» YOUR OBJECTIVE:
Swap "high-rise building" for "tower block" in the stretch of entries from the line containing "Check that each instance of the hillside" through the line containing "<point>33,186</point>". Return only those lines, with nothing else changed.

» DATA FOR THIS TASK:
'''

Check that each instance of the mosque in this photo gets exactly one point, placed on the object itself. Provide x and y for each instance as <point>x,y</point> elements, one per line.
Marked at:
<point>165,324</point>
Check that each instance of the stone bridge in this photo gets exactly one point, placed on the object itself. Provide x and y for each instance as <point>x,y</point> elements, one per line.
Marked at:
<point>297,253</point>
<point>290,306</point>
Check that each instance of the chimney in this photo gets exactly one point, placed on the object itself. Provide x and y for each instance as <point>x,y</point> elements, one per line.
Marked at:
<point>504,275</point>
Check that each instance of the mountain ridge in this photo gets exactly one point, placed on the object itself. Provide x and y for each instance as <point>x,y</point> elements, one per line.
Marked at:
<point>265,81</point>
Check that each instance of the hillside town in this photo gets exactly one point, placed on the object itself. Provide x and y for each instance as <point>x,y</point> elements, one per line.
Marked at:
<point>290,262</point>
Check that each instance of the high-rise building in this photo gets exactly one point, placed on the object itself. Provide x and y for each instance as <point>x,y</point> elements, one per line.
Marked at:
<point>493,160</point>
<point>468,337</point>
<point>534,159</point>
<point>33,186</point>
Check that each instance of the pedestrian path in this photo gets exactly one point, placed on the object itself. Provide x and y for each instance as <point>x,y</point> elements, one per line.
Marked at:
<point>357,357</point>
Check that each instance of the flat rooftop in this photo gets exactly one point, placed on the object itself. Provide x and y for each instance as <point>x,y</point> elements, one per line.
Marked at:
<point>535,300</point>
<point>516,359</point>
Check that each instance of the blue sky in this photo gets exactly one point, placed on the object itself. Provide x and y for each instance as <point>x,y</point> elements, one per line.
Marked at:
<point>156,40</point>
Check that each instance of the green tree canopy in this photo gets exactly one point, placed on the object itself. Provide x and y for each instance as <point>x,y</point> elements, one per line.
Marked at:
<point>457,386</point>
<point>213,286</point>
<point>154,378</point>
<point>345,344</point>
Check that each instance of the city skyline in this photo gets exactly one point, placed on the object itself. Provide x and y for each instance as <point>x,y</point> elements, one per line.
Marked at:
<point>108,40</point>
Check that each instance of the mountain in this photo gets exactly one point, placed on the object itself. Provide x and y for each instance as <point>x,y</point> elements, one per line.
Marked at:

'''
'''

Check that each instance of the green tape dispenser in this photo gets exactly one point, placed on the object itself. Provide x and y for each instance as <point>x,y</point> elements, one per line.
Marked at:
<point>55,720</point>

'''

» COMPLETE RESPONSE:
Check that each instance of the hillside town in this photo gets exactly one point, placed on the object itself. Provide x and y for each instance as <point>x,y</point> elements, one per line.
Marked at:
<point>290,262</point>
Check that each instance of the tower block in this photo gets exactly one point, placed on the object itself. Provide x and y for each instance as <point>x,y</point> elements, one per line.
Marked at:
<point>493,160</point>
<point>468,337</point>
<point>534,159</point>
<point>33,186</point>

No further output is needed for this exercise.